- [AIM]
Copy out the data word for word, from the line containing "task: segment the stone block" through the line containing "[[[680,156],[670,159],[659,175],[659,186],[680,187]]]", including both of those lines.

- [GIVEN DATA]

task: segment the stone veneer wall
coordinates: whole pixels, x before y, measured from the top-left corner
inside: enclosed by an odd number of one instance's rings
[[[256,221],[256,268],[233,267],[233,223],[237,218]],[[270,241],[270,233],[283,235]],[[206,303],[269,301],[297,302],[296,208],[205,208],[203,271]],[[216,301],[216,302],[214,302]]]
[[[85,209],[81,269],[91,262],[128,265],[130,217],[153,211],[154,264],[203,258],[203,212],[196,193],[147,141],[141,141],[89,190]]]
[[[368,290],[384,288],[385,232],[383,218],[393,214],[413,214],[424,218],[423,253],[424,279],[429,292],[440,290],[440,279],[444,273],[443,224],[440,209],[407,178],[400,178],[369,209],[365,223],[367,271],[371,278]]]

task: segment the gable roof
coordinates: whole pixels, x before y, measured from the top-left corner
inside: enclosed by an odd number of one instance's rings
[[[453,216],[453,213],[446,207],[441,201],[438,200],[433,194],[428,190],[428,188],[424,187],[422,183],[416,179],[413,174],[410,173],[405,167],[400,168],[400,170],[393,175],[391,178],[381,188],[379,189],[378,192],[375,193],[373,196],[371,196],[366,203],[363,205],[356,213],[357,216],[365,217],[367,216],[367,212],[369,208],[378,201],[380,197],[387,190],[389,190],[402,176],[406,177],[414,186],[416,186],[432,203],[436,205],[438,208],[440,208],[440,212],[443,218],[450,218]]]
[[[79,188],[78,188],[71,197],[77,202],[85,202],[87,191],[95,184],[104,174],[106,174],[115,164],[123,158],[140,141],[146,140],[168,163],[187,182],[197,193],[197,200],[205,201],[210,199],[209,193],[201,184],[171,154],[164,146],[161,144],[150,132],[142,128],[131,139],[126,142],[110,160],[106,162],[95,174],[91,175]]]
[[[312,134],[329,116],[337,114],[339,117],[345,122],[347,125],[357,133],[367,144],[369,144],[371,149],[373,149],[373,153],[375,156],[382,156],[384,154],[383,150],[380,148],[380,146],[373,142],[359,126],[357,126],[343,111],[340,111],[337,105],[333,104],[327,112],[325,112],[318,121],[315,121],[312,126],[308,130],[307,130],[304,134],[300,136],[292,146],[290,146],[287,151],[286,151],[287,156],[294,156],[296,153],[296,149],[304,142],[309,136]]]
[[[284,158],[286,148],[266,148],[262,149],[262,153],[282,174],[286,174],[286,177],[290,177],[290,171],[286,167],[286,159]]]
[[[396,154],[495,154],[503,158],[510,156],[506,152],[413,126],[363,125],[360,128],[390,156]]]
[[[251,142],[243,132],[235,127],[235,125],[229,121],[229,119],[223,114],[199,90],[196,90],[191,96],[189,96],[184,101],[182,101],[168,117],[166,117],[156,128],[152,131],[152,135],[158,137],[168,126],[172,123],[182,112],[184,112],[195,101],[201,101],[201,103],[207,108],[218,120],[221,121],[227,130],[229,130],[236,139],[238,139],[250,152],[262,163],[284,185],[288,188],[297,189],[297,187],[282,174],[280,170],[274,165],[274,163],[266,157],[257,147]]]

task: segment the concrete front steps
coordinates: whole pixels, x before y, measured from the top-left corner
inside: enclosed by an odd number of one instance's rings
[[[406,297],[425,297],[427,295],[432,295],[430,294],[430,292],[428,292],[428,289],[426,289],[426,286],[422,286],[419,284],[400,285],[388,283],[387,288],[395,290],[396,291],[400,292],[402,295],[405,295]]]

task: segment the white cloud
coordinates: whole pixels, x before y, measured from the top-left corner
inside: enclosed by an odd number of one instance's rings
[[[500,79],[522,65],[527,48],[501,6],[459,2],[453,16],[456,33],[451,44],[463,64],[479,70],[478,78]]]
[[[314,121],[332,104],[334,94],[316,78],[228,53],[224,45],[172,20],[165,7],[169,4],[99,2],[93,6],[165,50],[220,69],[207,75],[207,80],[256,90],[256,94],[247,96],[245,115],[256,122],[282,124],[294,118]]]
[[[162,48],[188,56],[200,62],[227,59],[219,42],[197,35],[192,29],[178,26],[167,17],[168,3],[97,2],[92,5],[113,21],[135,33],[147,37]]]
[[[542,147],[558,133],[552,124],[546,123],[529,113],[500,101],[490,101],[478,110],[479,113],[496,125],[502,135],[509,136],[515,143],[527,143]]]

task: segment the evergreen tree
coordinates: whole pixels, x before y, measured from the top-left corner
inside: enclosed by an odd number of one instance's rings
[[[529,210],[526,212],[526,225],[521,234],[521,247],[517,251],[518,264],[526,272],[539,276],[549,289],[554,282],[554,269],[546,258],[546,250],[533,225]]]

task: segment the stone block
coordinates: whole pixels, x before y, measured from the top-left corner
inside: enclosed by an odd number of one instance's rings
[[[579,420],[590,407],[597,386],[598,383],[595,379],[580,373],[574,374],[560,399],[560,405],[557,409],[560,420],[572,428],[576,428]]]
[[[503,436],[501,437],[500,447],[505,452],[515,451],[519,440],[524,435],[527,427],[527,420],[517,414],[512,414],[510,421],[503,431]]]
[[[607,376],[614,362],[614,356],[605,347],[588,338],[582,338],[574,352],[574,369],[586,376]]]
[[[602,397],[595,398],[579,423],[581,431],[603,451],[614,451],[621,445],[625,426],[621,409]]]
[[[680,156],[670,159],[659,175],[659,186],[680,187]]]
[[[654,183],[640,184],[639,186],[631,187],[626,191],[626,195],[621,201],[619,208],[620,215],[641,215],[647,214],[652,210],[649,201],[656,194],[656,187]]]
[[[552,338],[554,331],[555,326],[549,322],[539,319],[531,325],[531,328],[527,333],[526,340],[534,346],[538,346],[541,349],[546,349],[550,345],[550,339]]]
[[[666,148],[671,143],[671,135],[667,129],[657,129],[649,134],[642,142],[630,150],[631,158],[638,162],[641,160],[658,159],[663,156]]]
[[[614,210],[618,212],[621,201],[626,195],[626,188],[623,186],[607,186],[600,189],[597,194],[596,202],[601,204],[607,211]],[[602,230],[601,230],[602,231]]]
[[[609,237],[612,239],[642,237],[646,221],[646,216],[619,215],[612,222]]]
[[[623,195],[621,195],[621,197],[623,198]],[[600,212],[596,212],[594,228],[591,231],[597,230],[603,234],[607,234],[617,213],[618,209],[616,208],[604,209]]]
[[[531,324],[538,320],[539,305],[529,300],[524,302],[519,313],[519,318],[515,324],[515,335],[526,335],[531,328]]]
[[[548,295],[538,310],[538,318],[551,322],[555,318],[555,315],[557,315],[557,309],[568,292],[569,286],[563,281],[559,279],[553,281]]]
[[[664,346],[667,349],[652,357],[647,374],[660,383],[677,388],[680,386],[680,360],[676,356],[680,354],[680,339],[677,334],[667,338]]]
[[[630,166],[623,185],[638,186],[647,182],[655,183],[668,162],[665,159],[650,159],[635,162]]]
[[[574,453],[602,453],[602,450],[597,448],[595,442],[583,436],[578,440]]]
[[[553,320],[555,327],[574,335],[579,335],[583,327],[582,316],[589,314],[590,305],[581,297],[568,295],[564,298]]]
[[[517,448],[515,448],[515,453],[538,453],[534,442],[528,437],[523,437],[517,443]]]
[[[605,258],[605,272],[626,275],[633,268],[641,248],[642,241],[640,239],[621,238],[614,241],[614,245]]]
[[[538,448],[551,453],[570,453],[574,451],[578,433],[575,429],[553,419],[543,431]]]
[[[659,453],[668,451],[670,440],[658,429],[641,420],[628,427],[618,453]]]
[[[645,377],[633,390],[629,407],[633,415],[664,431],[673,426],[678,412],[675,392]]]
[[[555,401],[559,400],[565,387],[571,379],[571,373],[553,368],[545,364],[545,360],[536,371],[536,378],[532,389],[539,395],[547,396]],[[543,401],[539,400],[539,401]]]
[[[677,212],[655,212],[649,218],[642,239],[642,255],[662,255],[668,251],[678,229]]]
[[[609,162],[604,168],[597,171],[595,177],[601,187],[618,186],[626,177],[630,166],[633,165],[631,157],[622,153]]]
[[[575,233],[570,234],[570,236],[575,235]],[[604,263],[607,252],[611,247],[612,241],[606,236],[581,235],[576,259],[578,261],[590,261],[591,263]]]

- [ANSWER]
task: segment the stone block
coordinates: whole pixels, x before y, measured from the top-left corner
inside: enclosed by an odd number of one instance's rings
[[[579,420],[590,407],[597,386],[598,383],[595,379],[580,373],[574,374],[560,399],[560,405],[557,409],[560,420],[572,428],[576,428]]]
[[[503,436],[501,437],[500,447],[505,452],[515,451],[519,440],[524,435],[527,427],[527,420],[517,414],[512,414],[510,421],[503,431]]]
[[[607,376],[614,362],[614,356],[605,347],[588,338],[582,338],[574,352],[574,369],[586,376]]]
[[[602,397],[595,398],[579,423],[581,431],[603,451],[614,451],[621,445],[625,426],[621,409]]]
[[[680,156],[670,159],[659,175],[659,186],[680,187]]]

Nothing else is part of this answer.